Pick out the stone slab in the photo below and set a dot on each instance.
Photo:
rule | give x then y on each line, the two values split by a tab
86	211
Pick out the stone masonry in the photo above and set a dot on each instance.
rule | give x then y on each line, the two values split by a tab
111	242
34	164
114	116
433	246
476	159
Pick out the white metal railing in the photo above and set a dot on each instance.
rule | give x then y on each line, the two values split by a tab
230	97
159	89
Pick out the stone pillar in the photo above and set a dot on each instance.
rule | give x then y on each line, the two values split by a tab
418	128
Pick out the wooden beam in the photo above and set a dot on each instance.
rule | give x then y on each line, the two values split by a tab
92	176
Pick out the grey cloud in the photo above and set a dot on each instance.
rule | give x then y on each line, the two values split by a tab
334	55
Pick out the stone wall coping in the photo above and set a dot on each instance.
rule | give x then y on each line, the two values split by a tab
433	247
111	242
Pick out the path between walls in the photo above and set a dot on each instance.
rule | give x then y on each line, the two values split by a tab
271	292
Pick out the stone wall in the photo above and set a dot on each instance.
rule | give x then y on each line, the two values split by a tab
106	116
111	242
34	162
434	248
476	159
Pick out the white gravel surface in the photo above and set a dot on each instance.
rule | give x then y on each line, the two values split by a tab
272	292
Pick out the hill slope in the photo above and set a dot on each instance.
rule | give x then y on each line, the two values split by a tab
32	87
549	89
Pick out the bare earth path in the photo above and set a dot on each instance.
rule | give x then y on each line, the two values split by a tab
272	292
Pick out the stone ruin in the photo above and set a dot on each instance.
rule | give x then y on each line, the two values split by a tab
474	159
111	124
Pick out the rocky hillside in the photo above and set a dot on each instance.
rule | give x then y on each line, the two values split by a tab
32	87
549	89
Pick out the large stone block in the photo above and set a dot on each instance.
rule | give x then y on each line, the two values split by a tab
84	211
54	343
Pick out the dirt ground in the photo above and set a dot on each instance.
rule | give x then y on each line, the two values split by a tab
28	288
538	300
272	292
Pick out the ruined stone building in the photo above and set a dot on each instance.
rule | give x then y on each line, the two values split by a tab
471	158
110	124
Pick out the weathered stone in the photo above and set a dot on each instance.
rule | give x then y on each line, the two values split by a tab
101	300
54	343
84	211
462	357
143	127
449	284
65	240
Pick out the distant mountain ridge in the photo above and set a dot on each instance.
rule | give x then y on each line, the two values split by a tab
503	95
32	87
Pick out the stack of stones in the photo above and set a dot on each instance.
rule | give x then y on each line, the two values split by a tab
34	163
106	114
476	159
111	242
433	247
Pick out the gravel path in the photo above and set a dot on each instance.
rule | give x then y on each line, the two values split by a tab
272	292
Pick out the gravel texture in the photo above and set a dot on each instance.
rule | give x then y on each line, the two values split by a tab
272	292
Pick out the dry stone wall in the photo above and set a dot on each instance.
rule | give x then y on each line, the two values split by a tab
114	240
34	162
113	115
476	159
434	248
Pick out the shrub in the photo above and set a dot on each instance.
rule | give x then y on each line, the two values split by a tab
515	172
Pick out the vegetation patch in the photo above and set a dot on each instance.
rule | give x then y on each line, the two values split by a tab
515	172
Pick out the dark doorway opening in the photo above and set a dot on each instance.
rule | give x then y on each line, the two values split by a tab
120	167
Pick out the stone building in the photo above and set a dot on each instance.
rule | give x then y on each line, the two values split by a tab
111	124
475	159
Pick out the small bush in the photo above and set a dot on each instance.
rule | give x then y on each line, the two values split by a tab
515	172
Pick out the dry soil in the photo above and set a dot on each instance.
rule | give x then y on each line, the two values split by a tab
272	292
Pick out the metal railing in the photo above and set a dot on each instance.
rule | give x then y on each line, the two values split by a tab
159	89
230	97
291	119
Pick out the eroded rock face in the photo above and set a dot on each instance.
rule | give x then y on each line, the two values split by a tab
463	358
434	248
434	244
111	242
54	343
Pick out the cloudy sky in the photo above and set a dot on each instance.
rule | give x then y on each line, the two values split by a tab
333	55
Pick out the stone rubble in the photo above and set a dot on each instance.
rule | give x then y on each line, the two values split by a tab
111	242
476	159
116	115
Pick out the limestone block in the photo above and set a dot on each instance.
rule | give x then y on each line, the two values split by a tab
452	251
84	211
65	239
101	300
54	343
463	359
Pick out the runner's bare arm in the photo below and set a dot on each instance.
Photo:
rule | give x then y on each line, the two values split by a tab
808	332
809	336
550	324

==

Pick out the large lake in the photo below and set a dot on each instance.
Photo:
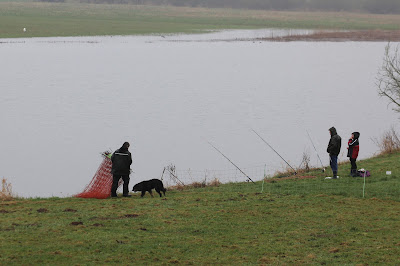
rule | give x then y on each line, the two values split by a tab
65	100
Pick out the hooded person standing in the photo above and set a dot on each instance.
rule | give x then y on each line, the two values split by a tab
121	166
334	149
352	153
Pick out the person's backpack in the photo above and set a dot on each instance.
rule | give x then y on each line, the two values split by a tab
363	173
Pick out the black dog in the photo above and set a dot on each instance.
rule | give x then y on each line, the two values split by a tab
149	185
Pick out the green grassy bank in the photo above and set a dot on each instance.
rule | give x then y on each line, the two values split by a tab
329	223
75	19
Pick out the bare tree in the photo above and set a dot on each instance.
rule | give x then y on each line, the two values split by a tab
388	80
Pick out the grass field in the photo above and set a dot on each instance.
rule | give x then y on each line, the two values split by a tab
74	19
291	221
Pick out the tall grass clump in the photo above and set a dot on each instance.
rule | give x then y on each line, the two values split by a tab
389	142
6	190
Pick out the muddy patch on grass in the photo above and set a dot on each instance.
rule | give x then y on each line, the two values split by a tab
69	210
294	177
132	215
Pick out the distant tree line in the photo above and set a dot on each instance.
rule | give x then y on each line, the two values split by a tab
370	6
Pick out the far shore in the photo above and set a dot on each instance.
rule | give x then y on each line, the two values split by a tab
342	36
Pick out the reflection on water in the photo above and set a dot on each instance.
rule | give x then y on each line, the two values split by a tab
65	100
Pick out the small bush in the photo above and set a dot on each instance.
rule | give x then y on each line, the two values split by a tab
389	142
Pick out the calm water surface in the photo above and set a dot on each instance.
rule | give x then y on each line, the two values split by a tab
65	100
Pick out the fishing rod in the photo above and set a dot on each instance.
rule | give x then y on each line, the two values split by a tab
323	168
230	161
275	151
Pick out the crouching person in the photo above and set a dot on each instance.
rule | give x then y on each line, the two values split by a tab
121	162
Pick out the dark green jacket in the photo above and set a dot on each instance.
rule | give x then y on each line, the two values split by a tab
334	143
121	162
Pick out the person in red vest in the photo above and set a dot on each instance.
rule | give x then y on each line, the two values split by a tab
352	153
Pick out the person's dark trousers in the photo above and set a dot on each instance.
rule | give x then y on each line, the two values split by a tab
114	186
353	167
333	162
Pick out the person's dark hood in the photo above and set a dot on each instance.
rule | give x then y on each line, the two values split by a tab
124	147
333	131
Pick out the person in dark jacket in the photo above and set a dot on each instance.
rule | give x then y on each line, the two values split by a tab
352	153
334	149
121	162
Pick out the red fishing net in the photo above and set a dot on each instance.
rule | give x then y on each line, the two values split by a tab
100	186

§ **Directions for this task**: The response should consist of the number of lines in the data that hold the word "gravel", with nothing added.

§ **Written solution**: 3